Entries from a dataset
%%
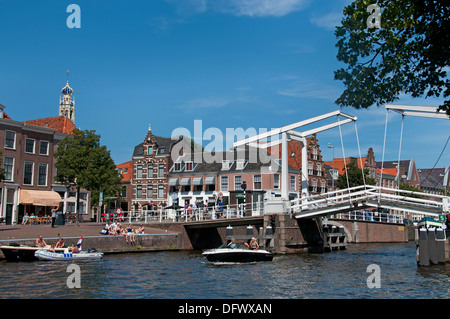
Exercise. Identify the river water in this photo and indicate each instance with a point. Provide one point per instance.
(187, 275)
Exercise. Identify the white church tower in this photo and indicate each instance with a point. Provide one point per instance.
(67, 104)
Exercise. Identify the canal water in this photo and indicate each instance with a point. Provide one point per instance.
(187, 275)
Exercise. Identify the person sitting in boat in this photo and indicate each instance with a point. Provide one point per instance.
(59, 243)
(75, 249)
(130, 234)
(140, 230)
(25, 219)
(253, 245)
(40, 242)
(232, 244)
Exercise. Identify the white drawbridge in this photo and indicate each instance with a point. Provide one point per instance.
(356, 198)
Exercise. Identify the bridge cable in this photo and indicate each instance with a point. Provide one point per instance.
(360, 158)
(343, 155)
(399, 151)
(382, 160)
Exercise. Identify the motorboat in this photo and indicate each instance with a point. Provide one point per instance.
(237, 253)
(18, 252)
(67, 255)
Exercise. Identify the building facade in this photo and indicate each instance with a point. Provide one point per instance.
(151, 162)
(208, 183)
(29, 168)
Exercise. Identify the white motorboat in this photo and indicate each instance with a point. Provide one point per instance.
(66, 255)
(238, 254)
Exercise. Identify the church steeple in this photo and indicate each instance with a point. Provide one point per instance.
(67, 104)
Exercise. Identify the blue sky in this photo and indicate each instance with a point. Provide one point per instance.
(231, 64)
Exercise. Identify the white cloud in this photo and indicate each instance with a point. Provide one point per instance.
(328, 21)
(309, 89)
(252, 8)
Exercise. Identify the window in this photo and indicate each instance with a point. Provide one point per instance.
(43, 148)
(292, 183)
(10, 139)
(139, 171)
(8, 166)
(189, 166)
(139, 191)
(276, 181)
(240, 164)
(310, 168)
(224, 183)
(257, 182)
(29, 145)
(149, 191)
(28, 173)
(160, 191)
(238, 183)
(314, 185)
(225, 164)
(161, 170)
(319, 170)
(42, 174)
(150, 171)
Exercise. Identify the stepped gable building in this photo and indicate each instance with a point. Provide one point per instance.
(435, 180)
(151, 162)
(317, 178)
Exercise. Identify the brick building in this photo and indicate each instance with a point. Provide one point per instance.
(151, 162)
(29, 165)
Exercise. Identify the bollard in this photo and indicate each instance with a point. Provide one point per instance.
(424, 259)
(229, 234)
(249, 232)
(432, 252)
(269, 232)
(440, 245)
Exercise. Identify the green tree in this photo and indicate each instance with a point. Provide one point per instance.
(355, 177)
(408, 54)
(83, 163)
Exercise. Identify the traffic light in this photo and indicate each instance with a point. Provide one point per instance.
(272, 222)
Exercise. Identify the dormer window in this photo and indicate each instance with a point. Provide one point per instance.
(226, 164)
(240, 164)
(177, 167)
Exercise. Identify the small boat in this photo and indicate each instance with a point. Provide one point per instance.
(238, 254)
(67, 255)
(18, 252)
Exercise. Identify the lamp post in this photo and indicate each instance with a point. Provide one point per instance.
(332, 175)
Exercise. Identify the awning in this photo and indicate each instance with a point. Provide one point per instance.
(39, 198)
(185, 181)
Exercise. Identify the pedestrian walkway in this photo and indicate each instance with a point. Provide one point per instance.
(9, 232)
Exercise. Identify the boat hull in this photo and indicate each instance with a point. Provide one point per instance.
(237, 255)
(67, 256)
(15, 252)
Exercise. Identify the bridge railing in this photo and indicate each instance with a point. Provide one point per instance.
(374, 196)
(187, 214)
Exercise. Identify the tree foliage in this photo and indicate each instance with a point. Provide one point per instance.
(83, 163)
(408, 54)
(355, 177)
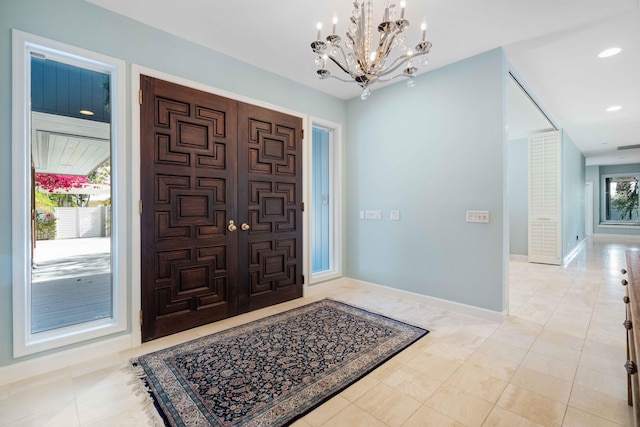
%%
## TASK DETAILS
Rescale the stretch of entries above from the line containing "Exercise. Identify the stepped" through the end of the entries, both ends included. Write every line again, including the requests, with each point coordinate in the answers multiplied by 2.6 and rounded to a whole number with halves going up, and leave the pictures out.

## ANSWER BELOW
Exercise. Identify the stepped gable building in this photo and indicate each instance with a point. Provide one point per instance.
(1131, 468)
(393, 421)
(824, 463)
Exercise. Identify the brick building in this photo and indicate each instance with a point. Provide one point per instance.
(393, 421)
(75, 429)
Exercise. Identify the bollard in this photo and indicate each instance with a point. Provide one point per instance.
(1102, 673)
(595, 608)
(647, 603)
(1123, 655)
(699, 603)
(1144, 637)
Exercise. Identify the green tree in this photo and indicate each instance with a point. Provide one point per instance.
(923, 460)
(1061, 140)
(216, 424)
Exercise. Identify the traffic light in this photo and indicate each instance with a point. Provide one point per instance.
(707, 577)
Exercise. Identify the dormer window in this photo and indicate each instance with a point. Provide one point per instance.
(588, 426)
(624, 426)
(460, 434)
Exercise. Identify the small boat in this photo and indicate each instance with a point. Provide one point per instance.
(619, 660)
(174, 663)
(47, 655)
Exercise. Identify the lamp post in this photo and indicate each instance with a point. Provide one point per instance.
(863, 455)
Exercise. Identify the awning in this photo and indicate each instance with a point. Provide one point per instance.
(101, 515)
(481, 471)
Exercise. Identify the pedestrian walkway in this photo and indicate each instance with a point. Provide one point per instance.
(23, 603)
Exercise. Identify the boat hull in this photo and indicate each instance with a point. Provide one point per instance.
(616, 663)
(174, 666)
(39, 655)
Exercise. Identify the bridge railing in this photo and indicate each instance with a point. Provide one point per instance.
(972, 510)
(486, 556)
Exercise. Identify the tree foliage in this photo and indicate each instance with a point. Provide one point per instance.
(216, 424)
(1061, 140)
(923, 460)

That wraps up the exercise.